-- Start Supplied material --

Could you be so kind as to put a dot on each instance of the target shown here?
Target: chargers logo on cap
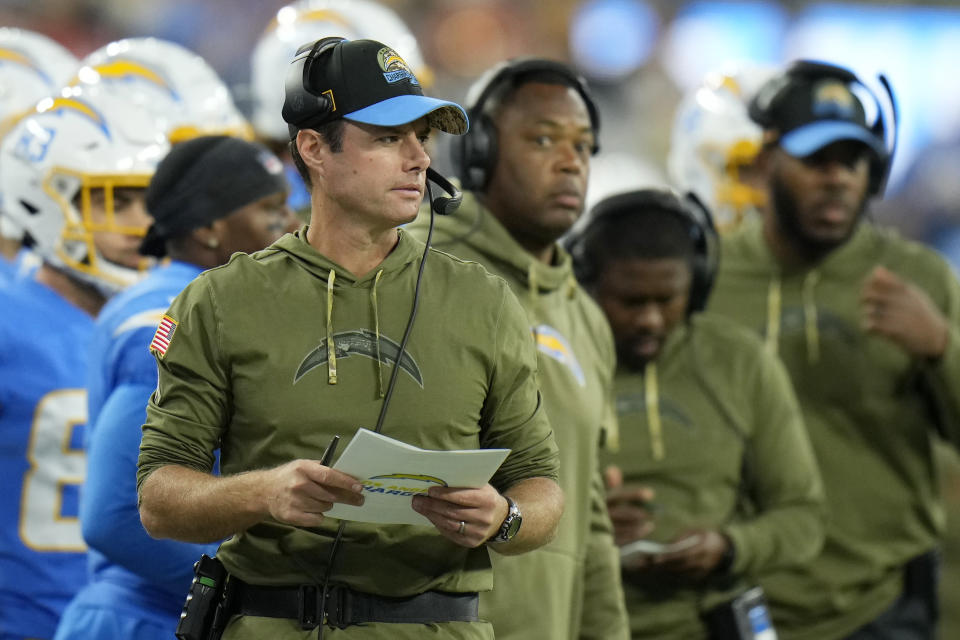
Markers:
(832, 98)
(394, 68)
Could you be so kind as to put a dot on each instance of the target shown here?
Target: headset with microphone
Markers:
(688, 209)
(475, 152)
(307, 106)
(770, 98)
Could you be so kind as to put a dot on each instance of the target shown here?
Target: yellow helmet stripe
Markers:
(84, 109)
(120, 69)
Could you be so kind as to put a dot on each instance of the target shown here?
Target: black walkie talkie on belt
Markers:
(206, 590)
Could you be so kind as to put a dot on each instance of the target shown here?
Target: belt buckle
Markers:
(309, 606)
(337, 610)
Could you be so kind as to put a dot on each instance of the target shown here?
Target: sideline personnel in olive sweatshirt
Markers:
(525, 163)
(271, 355)
(868, 326)
(708, 421)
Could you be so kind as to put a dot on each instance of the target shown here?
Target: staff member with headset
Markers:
(868, 325)
(708, 421)
(357, 321)
(525, 162)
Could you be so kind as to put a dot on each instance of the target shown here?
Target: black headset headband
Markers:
(763, 107)
(688, 209)
(476, 152)
(510, 70)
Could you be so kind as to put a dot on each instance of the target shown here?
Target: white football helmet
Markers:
(32, 66)
(305, 21)
(177, 86)
(53, 158)
(714, 141)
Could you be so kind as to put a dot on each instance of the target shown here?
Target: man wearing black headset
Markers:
(709, 425)
(525, 162)
(339, 301)
(868, 326)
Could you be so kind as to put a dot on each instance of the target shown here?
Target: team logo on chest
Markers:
(360, 342)
(551, 343)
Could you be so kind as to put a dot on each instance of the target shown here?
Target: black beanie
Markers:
(205, 179)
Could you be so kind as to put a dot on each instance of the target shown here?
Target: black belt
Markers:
(345, 606)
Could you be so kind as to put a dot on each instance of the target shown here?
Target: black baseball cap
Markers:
(368, 82)
(814, 105)
(205, 179)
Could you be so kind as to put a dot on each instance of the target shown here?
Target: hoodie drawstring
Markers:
(810, 317)
(774, 305)
(810, 321)
(331, 346)
(376, 325)
(533, 285)
(652, 398)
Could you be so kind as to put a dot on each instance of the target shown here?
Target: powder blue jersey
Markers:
(43, 415)
(138, 584)
(22, 265)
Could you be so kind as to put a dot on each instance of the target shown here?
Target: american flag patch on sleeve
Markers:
(163, 336)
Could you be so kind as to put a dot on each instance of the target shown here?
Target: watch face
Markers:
(513, 527)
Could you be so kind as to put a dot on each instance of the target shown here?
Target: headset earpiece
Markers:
(475, 153)
(444, 205)
(303, 105)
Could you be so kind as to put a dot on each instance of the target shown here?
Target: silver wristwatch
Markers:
(511, 524)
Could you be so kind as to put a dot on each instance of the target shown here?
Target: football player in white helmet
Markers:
(32, 66)
(714, 144)
(172, 83)
(73, 175)
(305, 21)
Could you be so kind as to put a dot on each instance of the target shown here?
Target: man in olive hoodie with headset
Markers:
(868, 326)
(526, 160)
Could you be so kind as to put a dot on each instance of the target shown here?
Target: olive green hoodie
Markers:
(714, 428)
(249, 369)
(569, 588)
(871, 410)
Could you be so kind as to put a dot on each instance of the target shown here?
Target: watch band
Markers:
(510, 525)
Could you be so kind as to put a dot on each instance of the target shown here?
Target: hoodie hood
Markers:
(473, 225)
(408, 250)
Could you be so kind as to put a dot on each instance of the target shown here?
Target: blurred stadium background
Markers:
(639, 56)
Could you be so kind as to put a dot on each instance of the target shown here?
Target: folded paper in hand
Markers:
(392, 472)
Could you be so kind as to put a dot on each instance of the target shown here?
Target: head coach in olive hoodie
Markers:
(271, 355)
(867, 325)
(525, 163)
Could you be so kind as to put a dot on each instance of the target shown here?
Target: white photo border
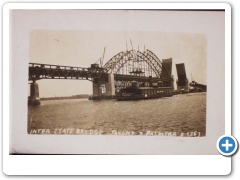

-- End Supplied material --

◆ **Task to carry out**: How many lines in the data above contain the string "football"? Case counts. Reply with the number alone.

◆ **Solved problem**: 2